Consigne: Recopiez sans rien changer les lignes des données ci-dessous, en partant de celle qui contient « Examine the picture » et en terminant par celle qui contient « Target: lemur's gray fur », ces deux lignes comprises.
── Données présentées ──
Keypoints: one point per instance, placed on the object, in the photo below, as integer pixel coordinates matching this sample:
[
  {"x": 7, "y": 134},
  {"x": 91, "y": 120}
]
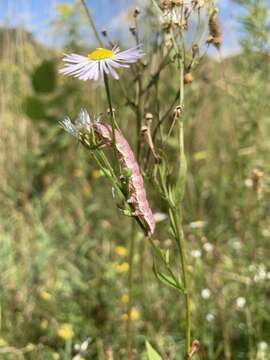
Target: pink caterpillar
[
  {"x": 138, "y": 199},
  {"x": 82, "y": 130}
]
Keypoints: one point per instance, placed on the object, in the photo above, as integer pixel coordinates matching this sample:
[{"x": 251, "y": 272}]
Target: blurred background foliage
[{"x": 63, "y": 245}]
───
── Données présentées ──
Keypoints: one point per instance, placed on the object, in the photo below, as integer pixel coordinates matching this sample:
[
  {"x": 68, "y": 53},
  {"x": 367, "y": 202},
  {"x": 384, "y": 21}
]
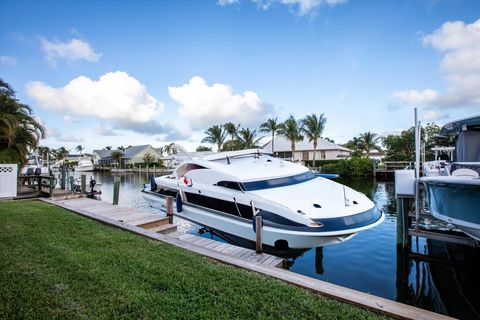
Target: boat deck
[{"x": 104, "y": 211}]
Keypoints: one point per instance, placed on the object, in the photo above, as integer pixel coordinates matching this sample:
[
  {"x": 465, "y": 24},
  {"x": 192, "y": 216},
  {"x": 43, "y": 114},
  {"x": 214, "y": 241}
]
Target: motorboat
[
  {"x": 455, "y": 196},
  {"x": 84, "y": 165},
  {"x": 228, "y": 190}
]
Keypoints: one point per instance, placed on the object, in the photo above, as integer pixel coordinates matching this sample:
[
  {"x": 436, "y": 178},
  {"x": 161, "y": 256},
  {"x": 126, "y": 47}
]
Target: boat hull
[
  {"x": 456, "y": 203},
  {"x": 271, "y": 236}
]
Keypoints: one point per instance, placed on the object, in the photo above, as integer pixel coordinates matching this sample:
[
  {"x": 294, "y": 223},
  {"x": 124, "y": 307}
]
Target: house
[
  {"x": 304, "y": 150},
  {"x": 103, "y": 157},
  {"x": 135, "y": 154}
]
───
── Données présentées ──
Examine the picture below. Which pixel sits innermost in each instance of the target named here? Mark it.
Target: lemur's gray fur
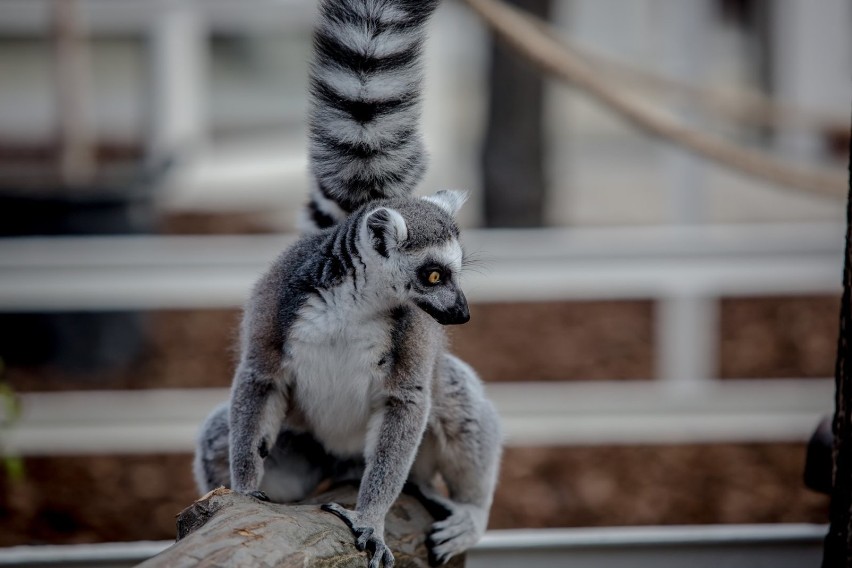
───
Résultat:
Examine the picture below. Which pixel sits innermost in each instance of the target named here? Mark it.
Target: lemur's gray fur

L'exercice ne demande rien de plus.